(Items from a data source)
####################
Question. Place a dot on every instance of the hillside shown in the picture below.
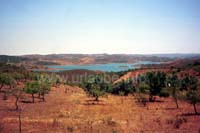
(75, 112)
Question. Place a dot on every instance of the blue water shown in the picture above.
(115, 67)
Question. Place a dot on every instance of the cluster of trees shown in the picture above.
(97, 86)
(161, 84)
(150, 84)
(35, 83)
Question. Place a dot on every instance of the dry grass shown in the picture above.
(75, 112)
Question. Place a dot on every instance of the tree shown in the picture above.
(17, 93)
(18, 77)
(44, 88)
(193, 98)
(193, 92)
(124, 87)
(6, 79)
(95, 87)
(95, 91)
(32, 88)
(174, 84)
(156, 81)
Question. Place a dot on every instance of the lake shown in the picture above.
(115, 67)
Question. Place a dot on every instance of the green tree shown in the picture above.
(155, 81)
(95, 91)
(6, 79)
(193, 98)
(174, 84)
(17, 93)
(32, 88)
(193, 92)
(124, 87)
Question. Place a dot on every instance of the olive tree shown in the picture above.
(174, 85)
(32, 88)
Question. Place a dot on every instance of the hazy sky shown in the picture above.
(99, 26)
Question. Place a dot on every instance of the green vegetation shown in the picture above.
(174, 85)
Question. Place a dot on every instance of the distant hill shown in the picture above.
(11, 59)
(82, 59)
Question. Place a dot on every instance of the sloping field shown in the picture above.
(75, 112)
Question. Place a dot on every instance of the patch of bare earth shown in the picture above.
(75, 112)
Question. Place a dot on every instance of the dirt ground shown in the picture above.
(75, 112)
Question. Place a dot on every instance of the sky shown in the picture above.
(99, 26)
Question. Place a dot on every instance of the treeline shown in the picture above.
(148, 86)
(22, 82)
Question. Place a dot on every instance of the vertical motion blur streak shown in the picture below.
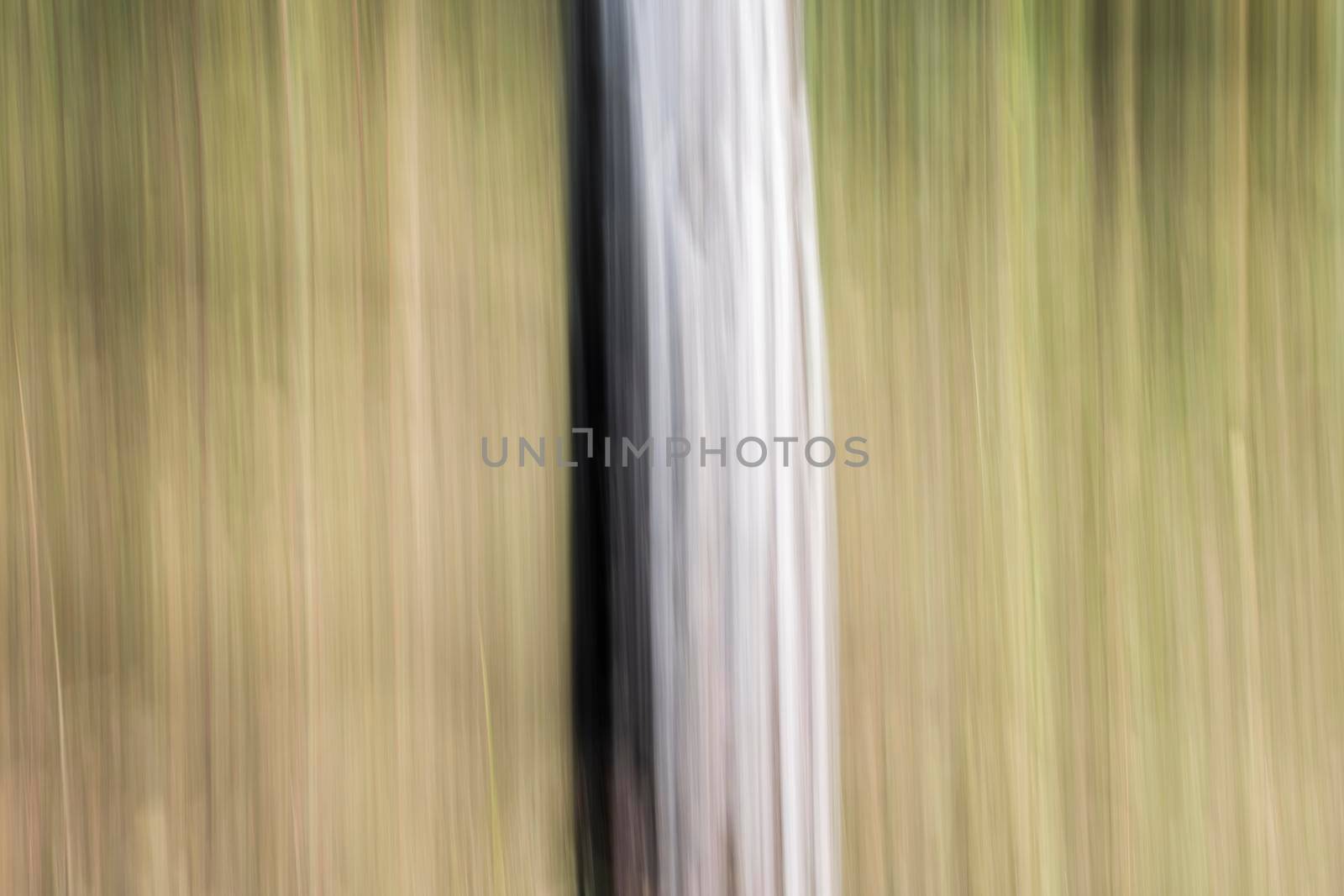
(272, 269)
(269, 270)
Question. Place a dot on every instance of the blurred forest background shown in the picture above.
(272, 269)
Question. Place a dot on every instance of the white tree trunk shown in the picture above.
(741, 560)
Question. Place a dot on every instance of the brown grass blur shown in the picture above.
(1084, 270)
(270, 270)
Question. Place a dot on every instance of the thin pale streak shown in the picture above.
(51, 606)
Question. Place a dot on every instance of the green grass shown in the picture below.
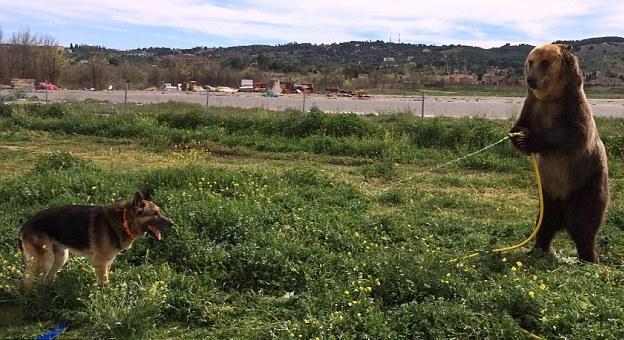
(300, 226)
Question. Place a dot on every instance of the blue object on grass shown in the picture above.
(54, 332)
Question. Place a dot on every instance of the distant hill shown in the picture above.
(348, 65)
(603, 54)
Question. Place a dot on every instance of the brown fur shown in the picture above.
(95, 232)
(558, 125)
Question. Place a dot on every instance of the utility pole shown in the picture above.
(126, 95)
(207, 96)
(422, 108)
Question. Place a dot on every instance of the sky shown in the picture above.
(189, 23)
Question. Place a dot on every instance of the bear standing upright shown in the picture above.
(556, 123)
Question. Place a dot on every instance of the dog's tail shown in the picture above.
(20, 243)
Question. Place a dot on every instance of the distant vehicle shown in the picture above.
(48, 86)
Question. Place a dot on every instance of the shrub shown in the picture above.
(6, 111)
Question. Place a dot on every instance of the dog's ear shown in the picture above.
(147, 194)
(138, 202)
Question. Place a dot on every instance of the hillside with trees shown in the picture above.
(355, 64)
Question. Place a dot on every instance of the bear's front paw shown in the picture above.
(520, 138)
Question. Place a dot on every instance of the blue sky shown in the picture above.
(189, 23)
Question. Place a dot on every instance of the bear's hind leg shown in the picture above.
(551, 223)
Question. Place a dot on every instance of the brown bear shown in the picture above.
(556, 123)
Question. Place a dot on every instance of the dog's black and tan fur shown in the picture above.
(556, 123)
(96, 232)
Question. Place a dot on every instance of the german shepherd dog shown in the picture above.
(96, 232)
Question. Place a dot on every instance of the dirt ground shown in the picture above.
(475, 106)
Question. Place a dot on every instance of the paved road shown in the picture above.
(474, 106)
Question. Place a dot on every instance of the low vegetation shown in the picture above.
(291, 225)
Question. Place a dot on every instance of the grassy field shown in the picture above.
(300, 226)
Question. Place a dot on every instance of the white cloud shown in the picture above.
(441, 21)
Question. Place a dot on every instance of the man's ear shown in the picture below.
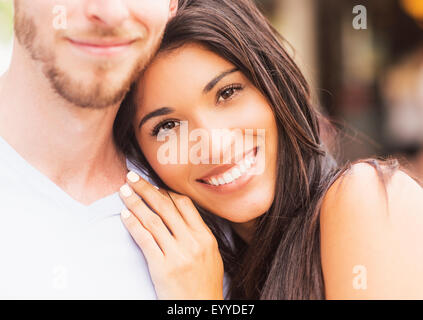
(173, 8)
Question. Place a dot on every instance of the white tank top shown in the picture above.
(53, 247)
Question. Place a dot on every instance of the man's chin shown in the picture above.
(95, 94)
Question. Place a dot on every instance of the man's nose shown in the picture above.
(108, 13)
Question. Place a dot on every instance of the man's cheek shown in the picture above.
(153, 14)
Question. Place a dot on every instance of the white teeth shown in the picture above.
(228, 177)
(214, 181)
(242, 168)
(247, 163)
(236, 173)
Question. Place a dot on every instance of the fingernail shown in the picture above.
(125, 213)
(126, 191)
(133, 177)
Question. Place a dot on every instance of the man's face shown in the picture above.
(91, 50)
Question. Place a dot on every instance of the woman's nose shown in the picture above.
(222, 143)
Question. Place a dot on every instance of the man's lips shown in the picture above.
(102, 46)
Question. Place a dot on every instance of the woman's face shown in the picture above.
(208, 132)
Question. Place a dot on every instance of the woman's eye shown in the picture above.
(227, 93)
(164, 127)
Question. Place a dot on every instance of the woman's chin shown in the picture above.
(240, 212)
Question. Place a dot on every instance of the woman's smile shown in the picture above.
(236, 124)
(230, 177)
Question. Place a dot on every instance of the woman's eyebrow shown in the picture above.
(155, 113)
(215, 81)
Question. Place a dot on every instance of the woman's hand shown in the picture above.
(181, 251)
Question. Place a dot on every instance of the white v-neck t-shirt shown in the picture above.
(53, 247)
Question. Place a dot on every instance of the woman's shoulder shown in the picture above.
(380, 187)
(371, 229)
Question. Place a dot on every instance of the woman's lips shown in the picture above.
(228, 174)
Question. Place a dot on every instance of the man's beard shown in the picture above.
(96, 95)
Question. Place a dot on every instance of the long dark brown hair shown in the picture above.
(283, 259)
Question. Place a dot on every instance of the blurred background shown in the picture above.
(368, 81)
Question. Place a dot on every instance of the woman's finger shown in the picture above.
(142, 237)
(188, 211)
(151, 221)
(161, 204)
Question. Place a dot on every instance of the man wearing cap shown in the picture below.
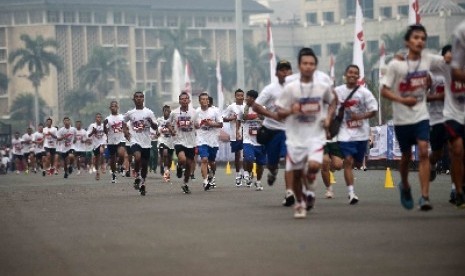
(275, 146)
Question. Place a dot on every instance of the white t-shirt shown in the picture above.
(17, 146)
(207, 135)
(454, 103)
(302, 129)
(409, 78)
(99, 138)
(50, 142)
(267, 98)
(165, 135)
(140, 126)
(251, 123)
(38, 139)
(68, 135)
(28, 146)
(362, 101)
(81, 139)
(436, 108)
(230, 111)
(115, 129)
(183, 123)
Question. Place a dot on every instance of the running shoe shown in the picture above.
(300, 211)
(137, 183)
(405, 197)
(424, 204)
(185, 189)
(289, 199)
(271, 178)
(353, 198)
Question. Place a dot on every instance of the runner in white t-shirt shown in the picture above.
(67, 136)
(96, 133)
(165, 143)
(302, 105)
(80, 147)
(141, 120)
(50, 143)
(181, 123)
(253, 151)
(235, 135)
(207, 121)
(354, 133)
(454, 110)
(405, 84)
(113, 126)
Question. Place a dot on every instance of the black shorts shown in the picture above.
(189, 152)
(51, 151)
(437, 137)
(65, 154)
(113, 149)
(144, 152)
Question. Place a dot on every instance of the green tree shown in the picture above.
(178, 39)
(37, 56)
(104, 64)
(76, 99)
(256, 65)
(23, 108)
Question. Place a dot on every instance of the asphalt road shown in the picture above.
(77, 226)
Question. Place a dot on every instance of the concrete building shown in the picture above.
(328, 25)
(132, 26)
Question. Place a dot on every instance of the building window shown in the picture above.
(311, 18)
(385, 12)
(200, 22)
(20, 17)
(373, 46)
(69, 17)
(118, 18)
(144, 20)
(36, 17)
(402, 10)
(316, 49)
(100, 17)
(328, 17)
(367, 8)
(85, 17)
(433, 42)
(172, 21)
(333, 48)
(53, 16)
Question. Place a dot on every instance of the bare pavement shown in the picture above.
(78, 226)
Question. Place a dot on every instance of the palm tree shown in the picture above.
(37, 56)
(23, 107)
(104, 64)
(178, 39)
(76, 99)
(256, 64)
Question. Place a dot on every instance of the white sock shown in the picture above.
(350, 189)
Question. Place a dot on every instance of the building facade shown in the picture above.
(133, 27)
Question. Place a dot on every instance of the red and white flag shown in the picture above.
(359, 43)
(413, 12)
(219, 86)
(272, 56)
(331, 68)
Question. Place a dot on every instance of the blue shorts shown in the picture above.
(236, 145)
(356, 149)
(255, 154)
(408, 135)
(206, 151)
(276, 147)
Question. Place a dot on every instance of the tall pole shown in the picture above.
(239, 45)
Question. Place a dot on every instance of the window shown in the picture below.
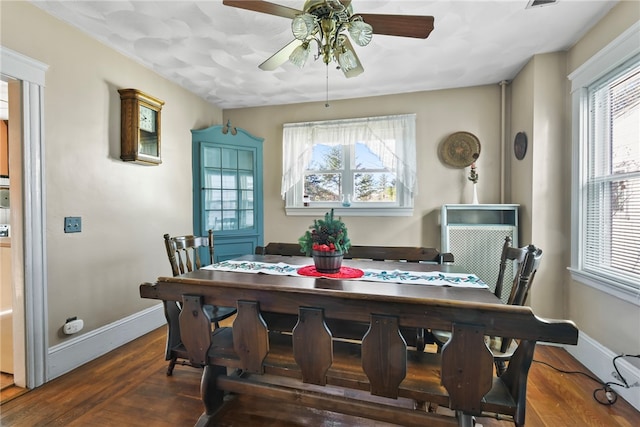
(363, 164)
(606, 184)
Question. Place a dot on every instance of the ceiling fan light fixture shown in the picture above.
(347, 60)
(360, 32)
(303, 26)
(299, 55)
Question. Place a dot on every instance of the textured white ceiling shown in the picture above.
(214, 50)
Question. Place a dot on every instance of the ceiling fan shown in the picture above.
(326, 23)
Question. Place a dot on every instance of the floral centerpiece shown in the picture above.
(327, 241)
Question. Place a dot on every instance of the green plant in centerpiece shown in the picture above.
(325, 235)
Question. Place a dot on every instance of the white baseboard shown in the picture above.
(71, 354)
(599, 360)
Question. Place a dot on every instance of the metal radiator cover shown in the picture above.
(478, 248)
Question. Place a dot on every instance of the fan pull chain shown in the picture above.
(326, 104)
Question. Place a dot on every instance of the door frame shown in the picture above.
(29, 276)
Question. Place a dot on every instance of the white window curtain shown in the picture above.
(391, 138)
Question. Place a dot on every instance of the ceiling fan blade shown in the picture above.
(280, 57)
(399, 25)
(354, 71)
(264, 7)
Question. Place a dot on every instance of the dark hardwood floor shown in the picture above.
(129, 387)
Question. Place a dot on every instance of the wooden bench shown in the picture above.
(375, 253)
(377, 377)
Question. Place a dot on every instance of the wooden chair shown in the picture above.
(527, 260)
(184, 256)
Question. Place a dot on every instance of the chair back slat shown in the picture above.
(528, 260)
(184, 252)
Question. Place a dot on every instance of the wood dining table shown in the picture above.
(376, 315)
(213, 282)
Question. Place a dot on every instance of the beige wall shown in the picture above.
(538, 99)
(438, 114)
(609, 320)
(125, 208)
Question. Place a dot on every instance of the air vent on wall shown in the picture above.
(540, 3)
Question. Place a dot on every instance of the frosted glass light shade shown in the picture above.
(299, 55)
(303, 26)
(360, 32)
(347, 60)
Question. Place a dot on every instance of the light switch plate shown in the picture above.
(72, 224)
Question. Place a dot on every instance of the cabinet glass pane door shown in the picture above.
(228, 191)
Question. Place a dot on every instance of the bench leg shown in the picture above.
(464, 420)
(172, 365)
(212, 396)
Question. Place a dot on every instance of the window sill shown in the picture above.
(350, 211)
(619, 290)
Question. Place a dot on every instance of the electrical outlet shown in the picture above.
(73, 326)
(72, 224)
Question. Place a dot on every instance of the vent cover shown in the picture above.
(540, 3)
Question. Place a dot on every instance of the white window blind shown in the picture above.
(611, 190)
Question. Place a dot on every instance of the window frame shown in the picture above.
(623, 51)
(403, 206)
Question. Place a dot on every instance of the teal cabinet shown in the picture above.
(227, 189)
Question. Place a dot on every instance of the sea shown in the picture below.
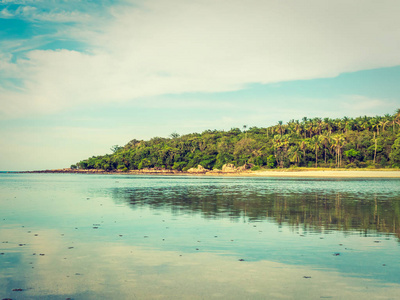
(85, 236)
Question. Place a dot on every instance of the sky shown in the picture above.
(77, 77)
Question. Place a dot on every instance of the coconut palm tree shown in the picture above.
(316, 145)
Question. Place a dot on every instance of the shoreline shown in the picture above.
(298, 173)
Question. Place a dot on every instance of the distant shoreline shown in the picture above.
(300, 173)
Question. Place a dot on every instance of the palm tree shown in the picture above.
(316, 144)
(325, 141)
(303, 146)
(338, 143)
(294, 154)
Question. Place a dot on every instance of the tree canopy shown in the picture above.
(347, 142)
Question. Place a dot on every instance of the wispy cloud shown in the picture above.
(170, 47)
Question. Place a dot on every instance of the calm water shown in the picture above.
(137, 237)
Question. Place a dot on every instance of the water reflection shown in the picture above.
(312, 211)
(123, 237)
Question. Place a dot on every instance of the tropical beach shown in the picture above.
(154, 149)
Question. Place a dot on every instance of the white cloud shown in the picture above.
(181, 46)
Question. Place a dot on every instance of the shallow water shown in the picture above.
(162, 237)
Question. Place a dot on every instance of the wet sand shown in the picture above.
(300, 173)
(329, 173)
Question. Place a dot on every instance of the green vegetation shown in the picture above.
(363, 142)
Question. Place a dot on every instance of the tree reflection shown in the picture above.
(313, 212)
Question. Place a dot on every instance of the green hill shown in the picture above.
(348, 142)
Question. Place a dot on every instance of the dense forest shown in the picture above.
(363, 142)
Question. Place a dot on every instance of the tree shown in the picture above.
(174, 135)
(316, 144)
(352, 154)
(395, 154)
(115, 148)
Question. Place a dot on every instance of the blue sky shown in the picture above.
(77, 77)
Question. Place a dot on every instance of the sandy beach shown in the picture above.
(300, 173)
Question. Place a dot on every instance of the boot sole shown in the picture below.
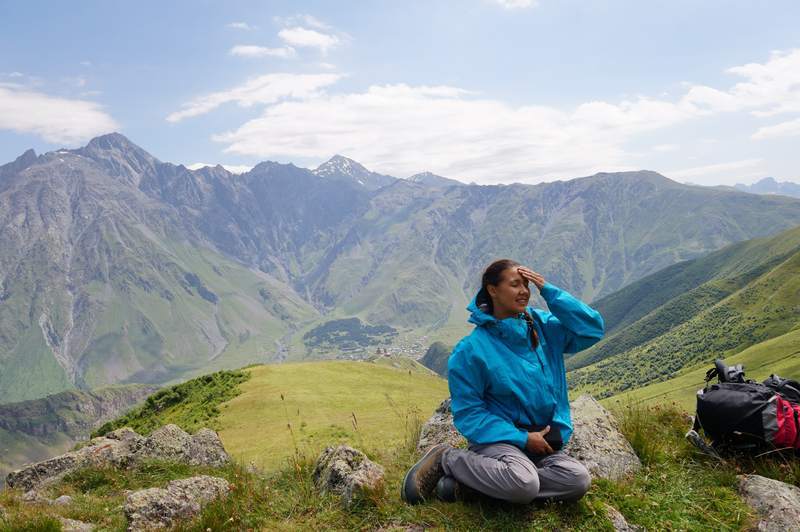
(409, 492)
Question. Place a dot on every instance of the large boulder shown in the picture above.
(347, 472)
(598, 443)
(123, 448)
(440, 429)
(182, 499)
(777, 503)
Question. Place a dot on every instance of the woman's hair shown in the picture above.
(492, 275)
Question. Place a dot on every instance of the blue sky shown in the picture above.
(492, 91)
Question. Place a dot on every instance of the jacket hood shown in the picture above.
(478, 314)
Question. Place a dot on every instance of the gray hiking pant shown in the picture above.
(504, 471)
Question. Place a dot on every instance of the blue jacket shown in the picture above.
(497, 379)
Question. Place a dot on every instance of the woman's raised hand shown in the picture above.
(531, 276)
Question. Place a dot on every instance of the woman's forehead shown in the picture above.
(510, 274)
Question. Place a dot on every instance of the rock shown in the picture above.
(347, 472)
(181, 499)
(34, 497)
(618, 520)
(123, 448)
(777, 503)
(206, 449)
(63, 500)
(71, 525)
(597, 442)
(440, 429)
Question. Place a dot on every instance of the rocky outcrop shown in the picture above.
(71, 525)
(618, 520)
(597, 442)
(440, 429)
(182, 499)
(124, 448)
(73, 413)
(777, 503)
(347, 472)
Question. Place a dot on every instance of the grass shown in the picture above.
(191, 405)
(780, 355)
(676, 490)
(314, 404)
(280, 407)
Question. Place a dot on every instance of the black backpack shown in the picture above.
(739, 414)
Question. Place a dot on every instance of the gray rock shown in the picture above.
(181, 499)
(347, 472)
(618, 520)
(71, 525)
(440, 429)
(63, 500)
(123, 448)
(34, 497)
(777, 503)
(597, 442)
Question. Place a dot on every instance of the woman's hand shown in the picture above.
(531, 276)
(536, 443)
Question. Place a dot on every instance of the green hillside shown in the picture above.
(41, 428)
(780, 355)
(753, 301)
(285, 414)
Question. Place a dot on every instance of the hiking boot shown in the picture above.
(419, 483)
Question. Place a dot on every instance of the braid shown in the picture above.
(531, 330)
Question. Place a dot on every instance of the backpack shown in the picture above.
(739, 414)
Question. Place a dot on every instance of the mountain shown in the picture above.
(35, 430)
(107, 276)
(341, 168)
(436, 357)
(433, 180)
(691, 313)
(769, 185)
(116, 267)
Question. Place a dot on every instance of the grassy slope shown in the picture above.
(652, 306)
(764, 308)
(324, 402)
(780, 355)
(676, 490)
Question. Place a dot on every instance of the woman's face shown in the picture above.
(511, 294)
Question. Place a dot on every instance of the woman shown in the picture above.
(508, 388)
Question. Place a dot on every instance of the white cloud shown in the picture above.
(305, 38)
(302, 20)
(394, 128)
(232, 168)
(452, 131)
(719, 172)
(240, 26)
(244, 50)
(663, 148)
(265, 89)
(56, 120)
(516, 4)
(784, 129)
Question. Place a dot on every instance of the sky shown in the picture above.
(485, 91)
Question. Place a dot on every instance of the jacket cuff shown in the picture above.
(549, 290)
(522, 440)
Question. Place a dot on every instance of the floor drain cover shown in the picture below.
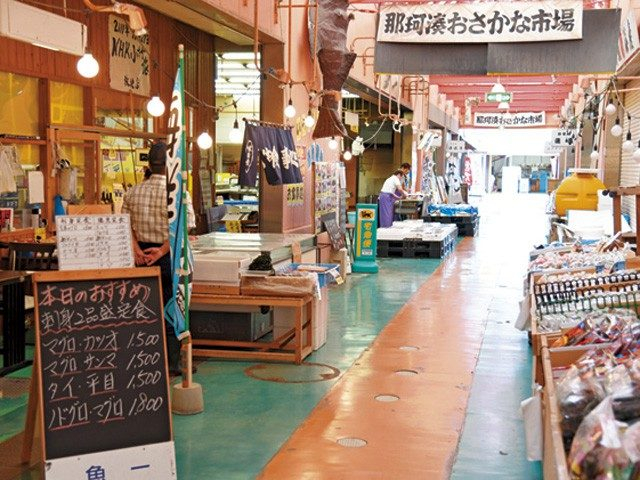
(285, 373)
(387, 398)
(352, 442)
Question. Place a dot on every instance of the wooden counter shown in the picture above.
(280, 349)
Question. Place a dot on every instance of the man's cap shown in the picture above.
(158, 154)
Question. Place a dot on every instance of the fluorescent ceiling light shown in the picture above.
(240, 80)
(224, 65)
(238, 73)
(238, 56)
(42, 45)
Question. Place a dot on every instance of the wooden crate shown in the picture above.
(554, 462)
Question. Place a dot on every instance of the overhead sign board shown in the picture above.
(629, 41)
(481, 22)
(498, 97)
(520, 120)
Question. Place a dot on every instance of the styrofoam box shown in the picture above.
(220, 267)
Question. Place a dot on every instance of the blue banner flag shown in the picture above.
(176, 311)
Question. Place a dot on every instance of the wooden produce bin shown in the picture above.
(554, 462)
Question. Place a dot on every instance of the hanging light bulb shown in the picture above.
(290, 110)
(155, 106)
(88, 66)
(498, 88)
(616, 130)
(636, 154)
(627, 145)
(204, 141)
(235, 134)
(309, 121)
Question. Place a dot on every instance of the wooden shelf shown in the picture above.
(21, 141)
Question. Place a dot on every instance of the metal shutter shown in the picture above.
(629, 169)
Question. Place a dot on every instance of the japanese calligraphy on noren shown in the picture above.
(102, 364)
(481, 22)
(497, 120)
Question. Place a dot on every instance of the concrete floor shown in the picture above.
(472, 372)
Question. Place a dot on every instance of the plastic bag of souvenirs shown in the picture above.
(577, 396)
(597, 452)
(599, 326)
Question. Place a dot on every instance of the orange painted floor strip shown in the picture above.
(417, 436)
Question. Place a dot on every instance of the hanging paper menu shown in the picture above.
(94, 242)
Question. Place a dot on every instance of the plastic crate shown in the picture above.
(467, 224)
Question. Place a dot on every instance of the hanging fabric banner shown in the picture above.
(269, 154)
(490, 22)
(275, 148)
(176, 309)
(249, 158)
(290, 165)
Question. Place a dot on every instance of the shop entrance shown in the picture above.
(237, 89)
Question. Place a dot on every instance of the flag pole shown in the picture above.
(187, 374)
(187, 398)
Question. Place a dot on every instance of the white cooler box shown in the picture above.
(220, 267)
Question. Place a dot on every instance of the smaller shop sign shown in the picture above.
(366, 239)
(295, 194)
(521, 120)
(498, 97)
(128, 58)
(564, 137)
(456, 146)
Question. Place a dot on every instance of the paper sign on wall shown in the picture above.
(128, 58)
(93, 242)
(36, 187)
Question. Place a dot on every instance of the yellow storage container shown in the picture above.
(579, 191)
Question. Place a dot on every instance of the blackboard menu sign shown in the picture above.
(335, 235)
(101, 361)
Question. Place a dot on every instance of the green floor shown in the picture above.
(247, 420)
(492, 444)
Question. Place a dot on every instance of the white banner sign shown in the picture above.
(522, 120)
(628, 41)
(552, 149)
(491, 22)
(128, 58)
####################
:: Written task ::
Copy out the lines from the line containing "Question. Place a dot on every instance of the plastic bag" to the end of the listing above, without alteration.

:: Solution below ::
Question. Place a dot on every instance of the plastic bag of souvenirs shown in the picture above.
(577, 396)
(597, 452)
(599, 326)
Question. Place a dot on every instance of the orange painted floor strip shown in the picture above.
(417, 436)
Question. Place a dot on every instance of the hanging paper menu shown in the picture above.
(94, 242)
Question. Place a dot on every instance of the plastic crate shown in the picture above.
(467, 224)
Question. Place a dot on every instance of the hanging fabric banner shown in the picture above.
(269, 154)
(490, 22)
(275, 148)
(176, 309)
(249, 158)
(290, 165)
Question. Place a dot on every instance of the shop entrance shown in the picture above.
(237, 89)
Question. Place a dot on every instance of the flag pole shown in the picture above.
(187, 374)
(187, 398)
Question. Place a dot on every instance of the white cooler box shown in the picture above.
(220, 267)
Question. Place a dot on every instance of the smaller shop sign shown in the picture above.
(366, 239)
(295, 194)
(521, 120)
(498, 97)
(128, 58)
(564, 137)
(456, 146)
Question. Place a dot on every instance of the paper sign on wall shown in the picture above.
(128, 58)
(93, 242)
(36, 187)
Question. Place a dot on every instance of the yellow storage container shown in the picture above.
(579, 191)
Question. Place a dot on every instance of the blackboard menu sign shown in the picture above.
(335, 235)
(101, 361)
Question. Place a dot on every instance of the green floor shown in the picture above.
(247, 420)
(492, 444)
Question. Place a dot on every instance of the white banner sign shown in the picture above.
(522, 120)
(628, 41)
(552, 149)
(491, 22)
(128, 58)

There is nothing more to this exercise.